Utilizing Cloud Computing to Prevent Medical Error

Medical errors are the number one thing Healthcare providers and Healthcare users alike try to avoid at all costs.  Medical errors can mean injury or death to a patient and can mean a damaging lawsuit and loss of patient confidence for the Healthcare provider.  For this reason, many Healthcare organizations are leveraging cloud computing to better manage patient care.

A July 2014 Senate hearing on patient safety revealed that medical errors were the third most common cause of death for people in the United States, only behind heart disease and cancer.  These errors, which kill 400,000 Americans every year and cost the nation close to $1 trillion each year, are usually preventable mistakes.

While unintended patient deaths are the main concern, major complications are also a major issue, with close to 10,000 occurring daily.   In addition, it is estimated that misdiagnosis affects 12 million patients per year.  How are such gross medical mistakes occurring in a day and age in which we have such advanced technology and medicine?  And more importantly, how can we decrease this unacceptably large number of medical mistakes?

One way is by looking at and embracing Healthcare IT systems that provide revolutionary potential through the Healthcare data cloud.

In a survey conducted by the independent Gary and Mary West Health Institute, registered nurses often report that interoperability issue between different systems and devices are a major reason why mistakes are made in Healthcare.   In this survey, 60 percent of nurses believed that there would be fewer errors if medical equipment was completely integrated, meaning that rather than the equipment relying on manual transcription, it would draw on the same database of information.

**Data provided**

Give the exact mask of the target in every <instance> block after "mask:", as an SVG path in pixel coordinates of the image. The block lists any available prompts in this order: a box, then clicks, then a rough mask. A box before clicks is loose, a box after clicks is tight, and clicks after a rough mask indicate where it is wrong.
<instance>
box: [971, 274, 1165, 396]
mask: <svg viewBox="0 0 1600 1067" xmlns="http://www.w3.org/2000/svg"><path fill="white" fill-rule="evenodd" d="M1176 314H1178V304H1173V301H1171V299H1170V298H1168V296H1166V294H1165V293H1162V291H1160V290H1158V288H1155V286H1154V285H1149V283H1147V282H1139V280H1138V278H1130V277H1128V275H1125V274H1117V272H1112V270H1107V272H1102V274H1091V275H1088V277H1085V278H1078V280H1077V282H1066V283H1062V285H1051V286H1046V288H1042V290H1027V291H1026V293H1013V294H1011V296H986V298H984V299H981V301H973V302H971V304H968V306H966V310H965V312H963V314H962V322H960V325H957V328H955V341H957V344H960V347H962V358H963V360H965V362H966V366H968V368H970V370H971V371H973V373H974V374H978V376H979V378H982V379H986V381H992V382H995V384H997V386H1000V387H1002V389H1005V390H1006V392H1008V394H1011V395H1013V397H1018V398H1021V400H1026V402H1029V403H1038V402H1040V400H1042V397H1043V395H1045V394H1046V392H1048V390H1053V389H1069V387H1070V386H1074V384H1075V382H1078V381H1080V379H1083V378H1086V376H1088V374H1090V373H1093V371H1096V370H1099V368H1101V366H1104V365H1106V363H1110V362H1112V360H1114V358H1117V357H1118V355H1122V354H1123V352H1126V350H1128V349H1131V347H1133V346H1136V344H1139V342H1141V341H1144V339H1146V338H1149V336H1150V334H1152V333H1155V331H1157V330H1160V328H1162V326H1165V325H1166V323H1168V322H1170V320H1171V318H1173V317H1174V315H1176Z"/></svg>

**To do**
[a] Answer these questions using the article on cloud computing and medical errors:
(i) Which two causes of death rank ahead of medical errors in the United States, according to the July 2014 Senate hearing?
(ii) How many patients per year are estimated to be affected by misdiagnosis?
(iii) What percentage of nurses in the Gary and Mary West Health Institute survey believed there would be fewer errors if medical equipment were completely integrated?
[b] In the article on cloud computing and medical errors, rewrite the paragraph beginning "A July 2014 Senate hearing" as a short bulleted list that keeps its main facts.
[c] Continue the article on cloud computing and medical errors, picking up after its final sentence about the nurses' survey.

**Outputs by task**
[a]
(i) Heart disease and cancer.
(ii) 12 million patients.
(iii) 60 percent.

[b]
- A July 2014 Senate hearing on patient safety found that medical errors were the third most common cause of death in the United States, after heart disease and cancer.
- These errors kill 400,000 Americans every year.
- They cost the nation close to $1 trillion each year.
- They are usually preventable mistakes.

[c]
In addition, 50 percent of registered nurses reported that they had seen an error occur due to lack of hardware coordination.  As nurses must often set up digital devices and gauge the information that these devices present, nurses must also regularly jot down numbers from one device and input the numbers into other devices if they aren’t interoperable.

Seeing as medical errors are not only a consumer safety issue, but also incredibly costly for Healthcare companies, fixing these issues with inoperability could mean significant savings.  West Health Institute found just that, arguing that implementing integrated Healthcare infrastructures could reach savings of $30 billion for Healthcare companies.

How to integrate Healthcare systems in order to achieve these savings?  The two simple elements could be used to help reduce mistakes are electronic health records (EHRs) and artificial intelligence.  Electronic health records contribute consistency to the data while artificial intelligence essentially gives doctors near the patient remote access to the knowledge and skill of top doctors all over the country (and potentially all over the world).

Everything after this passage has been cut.